Rewrite the data below as a JSON list of strings, one string per line with blank lines omitted, starting with the line that contains "Could you locate the dark" and going on through the end of the data.
— start of Provided entries —
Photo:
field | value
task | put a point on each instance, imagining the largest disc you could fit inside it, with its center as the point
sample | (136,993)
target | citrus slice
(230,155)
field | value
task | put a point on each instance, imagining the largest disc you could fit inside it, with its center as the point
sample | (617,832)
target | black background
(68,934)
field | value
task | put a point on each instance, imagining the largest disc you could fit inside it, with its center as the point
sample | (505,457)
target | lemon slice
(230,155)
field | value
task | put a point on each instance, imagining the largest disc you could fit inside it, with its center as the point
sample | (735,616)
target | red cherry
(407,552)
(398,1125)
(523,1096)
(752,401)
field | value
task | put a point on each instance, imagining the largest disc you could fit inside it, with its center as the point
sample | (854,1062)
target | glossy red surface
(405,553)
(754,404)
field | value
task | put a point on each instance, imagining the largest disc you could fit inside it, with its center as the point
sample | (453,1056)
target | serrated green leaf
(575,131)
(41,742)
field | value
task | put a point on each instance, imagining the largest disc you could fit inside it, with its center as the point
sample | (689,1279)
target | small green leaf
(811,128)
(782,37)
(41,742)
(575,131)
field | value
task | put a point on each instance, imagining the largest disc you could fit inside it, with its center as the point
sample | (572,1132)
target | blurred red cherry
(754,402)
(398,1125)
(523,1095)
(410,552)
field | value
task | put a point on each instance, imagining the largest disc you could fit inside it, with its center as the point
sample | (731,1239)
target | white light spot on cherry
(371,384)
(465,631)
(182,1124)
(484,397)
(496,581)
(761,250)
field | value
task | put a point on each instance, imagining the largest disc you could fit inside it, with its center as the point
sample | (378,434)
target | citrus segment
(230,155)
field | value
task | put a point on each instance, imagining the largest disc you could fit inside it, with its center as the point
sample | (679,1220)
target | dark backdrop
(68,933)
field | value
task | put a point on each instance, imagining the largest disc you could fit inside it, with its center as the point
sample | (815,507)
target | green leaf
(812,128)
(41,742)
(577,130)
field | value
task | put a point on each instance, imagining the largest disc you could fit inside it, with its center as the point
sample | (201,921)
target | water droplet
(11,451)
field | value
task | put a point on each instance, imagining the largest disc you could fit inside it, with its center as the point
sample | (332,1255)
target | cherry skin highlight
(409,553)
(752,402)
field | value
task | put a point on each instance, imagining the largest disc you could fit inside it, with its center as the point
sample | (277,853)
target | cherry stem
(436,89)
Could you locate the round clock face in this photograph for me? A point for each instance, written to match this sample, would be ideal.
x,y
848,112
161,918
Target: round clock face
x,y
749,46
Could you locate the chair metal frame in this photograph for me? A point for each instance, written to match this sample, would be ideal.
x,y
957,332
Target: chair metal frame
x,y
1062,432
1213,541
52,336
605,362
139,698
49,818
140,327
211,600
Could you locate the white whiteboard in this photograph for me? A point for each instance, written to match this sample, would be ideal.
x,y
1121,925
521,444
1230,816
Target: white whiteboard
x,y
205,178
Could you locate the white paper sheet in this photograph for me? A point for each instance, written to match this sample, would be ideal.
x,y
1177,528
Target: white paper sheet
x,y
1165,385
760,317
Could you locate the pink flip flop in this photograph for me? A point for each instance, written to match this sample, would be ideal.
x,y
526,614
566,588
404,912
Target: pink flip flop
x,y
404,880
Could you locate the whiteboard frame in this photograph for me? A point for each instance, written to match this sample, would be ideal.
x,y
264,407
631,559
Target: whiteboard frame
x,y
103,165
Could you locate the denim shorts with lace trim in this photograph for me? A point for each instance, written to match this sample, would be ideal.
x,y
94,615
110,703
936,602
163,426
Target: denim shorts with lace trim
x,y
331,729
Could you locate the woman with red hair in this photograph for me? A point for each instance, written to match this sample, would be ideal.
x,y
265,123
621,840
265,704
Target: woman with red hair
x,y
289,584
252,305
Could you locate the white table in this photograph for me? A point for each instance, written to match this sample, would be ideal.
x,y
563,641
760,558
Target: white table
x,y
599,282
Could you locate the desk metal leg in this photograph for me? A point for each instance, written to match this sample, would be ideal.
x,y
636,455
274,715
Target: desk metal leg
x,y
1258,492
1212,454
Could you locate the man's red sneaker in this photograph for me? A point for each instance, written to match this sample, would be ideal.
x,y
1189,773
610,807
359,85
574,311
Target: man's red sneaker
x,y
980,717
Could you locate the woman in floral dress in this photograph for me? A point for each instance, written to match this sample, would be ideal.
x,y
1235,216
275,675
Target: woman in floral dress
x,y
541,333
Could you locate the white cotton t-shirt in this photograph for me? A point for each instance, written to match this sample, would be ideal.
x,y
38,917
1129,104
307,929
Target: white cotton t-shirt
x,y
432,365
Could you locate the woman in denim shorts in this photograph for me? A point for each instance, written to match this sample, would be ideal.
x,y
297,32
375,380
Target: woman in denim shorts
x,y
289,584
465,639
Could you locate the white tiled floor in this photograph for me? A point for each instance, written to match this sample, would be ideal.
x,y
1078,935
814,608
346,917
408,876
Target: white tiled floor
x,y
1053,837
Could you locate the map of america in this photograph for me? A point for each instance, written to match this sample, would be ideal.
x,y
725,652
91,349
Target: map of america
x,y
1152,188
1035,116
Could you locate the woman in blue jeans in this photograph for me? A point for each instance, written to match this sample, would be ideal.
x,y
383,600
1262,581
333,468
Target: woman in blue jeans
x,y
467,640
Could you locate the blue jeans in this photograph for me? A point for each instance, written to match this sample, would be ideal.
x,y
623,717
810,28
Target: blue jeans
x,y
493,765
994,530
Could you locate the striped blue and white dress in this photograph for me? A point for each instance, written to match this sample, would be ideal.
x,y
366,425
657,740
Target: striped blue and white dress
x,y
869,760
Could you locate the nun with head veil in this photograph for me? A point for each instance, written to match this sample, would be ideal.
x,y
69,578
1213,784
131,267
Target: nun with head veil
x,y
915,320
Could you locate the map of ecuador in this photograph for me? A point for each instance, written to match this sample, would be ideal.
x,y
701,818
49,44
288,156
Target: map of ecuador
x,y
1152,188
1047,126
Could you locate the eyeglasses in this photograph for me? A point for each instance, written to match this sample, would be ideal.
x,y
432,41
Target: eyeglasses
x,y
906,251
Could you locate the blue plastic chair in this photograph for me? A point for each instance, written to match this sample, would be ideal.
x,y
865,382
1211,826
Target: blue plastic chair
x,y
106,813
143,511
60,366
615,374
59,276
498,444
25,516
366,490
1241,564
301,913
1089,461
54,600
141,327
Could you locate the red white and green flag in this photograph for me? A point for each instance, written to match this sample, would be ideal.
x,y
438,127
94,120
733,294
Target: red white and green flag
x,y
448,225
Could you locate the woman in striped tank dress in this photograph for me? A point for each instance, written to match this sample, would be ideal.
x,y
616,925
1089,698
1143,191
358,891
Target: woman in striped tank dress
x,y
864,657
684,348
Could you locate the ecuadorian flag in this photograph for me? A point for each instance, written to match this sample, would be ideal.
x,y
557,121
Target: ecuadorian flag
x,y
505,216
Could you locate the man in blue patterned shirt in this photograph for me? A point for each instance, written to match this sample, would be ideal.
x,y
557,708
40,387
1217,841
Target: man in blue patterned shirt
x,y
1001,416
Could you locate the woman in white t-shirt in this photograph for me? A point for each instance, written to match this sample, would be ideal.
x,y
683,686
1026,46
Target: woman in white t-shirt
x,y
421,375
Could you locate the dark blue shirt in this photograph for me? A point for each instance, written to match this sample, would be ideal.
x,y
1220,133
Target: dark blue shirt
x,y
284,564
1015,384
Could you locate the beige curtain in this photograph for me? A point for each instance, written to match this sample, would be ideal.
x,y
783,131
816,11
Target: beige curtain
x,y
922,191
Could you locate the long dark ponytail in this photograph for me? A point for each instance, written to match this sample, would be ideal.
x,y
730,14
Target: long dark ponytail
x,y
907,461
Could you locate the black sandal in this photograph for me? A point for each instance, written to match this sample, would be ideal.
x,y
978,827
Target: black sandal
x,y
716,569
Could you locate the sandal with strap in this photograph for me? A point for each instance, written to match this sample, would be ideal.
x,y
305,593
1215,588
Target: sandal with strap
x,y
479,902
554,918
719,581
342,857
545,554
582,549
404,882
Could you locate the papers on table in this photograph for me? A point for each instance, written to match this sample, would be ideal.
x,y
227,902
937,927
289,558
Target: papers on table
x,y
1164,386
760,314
— end of Provided entries —
** Finished task **
[
  "Could you locate the dark blue shirt in this photograph for me? A point for each instance, written to match this sample, would be ideal.",
  "x,y",
  "1220,133",
  "Target: dark blue shirt",
  "x,y",
  "284,564",
  "1015,384",
  "Could you locate the beige curtain in this photograph for me? A point for each instance, written to match this sample, would be ideal.",
  "x,y",
  "783,131",
  "816,11",
  "Target: beige curtain",
  "x,y",
  "922,191",
  "Could you locate the long dark ponytail in this photograph for me? A point for each instance, written to match this sample, would be ideal.",
  "x,y",
  "730,14",
  "Target: long dark ponytail",
  "x,y",
  "907,461",
  "Could you locate the black sandal in this photograph for me? A point for each instance, written to match this sample, would be ideal.",
  "x,y",
  "978,827",
  "Target: black sandal",
  "x,y",
  "716,569",
  "Could you locate the sandal with strap in this photograph for me? A point for each instance, written to match this sample, would be ideal.",
  "x,y",
  "305,593",
  "1215,588",
  "Target: sandal with strap",
  "x,y",
  "479,902",
  "554,918",
  "719,581",
  "342,857",
  "545,554",
  "582,549",
  "404,882",
  "Could you locate the papers on table in this photograph for me? A point for each instance, written to match this sample, would be ideal.",
  "x,y",
  "227,902",
  "937,927",
  "289,558",
  "Target: papers on table",
  "x,y",
  "1164,386",
  "760,314"
]